### Input for this task
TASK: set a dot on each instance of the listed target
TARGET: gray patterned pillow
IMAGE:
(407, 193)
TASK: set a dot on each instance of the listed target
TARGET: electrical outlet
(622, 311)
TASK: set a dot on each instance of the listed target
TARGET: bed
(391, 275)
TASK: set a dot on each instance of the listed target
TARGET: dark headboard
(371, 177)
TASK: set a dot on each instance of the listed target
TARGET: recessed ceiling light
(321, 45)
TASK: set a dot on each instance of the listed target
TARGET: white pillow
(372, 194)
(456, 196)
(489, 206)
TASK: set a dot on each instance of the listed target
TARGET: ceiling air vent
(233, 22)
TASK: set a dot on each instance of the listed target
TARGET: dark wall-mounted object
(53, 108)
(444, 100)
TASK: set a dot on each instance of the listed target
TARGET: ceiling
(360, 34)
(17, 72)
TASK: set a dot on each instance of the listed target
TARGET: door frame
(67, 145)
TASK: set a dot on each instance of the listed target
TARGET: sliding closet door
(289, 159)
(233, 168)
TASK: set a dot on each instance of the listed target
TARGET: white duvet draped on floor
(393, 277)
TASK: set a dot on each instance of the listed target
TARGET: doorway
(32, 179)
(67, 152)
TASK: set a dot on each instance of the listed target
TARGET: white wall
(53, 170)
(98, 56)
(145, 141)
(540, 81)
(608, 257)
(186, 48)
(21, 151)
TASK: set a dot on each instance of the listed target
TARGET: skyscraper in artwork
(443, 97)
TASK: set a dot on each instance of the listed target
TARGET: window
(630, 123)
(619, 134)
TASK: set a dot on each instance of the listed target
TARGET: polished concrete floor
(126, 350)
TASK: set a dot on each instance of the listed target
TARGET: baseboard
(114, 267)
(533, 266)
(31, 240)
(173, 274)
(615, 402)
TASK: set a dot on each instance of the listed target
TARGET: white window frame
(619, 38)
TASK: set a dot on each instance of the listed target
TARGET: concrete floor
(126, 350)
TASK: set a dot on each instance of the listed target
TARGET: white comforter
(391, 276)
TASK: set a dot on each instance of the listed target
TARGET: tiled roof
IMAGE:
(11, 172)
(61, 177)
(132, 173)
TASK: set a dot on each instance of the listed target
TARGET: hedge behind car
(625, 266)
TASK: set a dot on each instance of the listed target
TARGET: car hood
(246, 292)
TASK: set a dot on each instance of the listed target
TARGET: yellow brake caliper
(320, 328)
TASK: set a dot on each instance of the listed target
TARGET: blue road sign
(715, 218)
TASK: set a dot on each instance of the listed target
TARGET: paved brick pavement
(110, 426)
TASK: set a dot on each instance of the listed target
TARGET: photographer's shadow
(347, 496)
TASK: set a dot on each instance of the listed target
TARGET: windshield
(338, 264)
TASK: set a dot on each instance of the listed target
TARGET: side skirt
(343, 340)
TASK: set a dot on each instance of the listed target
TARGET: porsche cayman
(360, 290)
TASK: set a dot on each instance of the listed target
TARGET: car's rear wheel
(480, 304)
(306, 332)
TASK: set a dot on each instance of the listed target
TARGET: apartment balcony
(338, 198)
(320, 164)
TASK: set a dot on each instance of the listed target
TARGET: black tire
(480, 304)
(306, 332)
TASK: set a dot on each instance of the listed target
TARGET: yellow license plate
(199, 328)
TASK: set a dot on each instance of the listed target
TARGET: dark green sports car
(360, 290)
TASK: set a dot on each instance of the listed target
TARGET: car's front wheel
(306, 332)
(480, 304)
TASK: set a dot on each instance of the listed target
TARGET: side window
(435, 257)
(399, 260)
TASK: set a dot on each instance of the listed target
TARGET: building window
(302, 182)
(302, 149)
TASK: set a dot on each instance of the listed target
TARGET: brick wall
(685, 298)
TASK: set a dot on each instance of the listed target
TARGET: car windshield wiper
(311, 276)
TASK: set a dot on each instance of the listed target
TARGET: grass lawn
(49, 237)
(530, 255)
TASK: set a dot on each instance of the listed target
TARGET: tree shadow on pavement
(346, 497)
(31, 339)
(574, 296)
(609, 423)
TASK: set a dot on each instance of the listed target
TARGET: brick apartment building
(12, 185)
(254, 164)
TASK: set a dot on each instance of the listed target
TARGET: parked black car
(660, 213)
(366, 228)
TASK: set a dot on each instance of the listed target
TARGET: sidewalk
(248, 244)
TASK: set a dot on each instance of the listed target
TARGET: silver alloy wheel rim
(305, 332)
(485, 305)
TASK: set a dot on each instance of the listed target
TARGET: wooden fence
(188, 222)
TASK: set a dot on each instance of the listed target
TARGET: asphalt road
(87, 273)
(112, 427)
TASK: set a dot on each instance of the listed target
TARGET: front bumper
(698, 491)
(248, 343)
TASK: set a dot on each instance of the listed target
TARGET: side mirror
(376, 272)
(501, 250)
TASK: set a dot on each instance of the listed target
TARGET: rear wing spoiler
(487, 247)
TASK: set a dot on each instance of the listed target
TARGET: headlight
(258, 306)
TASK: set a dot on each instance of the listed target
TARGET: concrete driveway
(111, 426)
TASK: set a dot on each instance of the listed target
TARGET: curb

### Directions
Print exactly, and only, the lines from the line that contains "TARGET: building window" through the last line of the records.

### Answer
TARGET: building window
(302, 182)
(302, 149)
TASK: set a dot on each instance of the listed target
TARGET: brick wall
(685, 298)
TASK: set a dot on each instance of the listed target
TARGET: car windshield wiper
(311, 276)
TASK: set a dot on each instance of the listed target
TARGET: grass lawn
(49, 237)
(530, 255)
TASK: set a dot on each instance of the listed target
TARGET: tree shadow on pavement
(346, 497)
(31, 339)
(574, 296)
(609, 423)
TASK: set a dot on each instance of the listed target
TARGET: brick apartment building
(12, 185)
(254, 164)
TASK: set a dot on each instance of the listed target
TARGET: parked black car
(660, 213)
(366, 228)
TASK: set a dot on each instance of the listed target
TARGET: sidewalk
(248, 244)
TASK: set a dot on each instance of the listed target
TARGET: silver alloy wheel rim
(305, 332)
(485, 305)
TASK: set a dot on each instance of the listed target
TARGET: wooden fence
(188, 222)
TASK: set a dot on each instance of the listed target
TARGET: asphalt road
(87, 273)
(112, 427)
TASK: set a dot on each instance of the listed target
TARGET: front bumper
(698, 491)
(248, 343)
TASK: set a dot on each instance of the listed target
TARGET: side mirror
(376, 272)
(501, 250)
TASK: set a dot on each instance of the listed target
TARGET: rear wing spoiler
(487, 247)
TASK: set a dot on each instance of the listed target
TARGET: headlight
(258, 306)
TASK: set a dot on each instance of the listed target
TARGET: concrete driveway
(111, 426)
TASK: set a dot on each instance of the listed target
TARGET: curb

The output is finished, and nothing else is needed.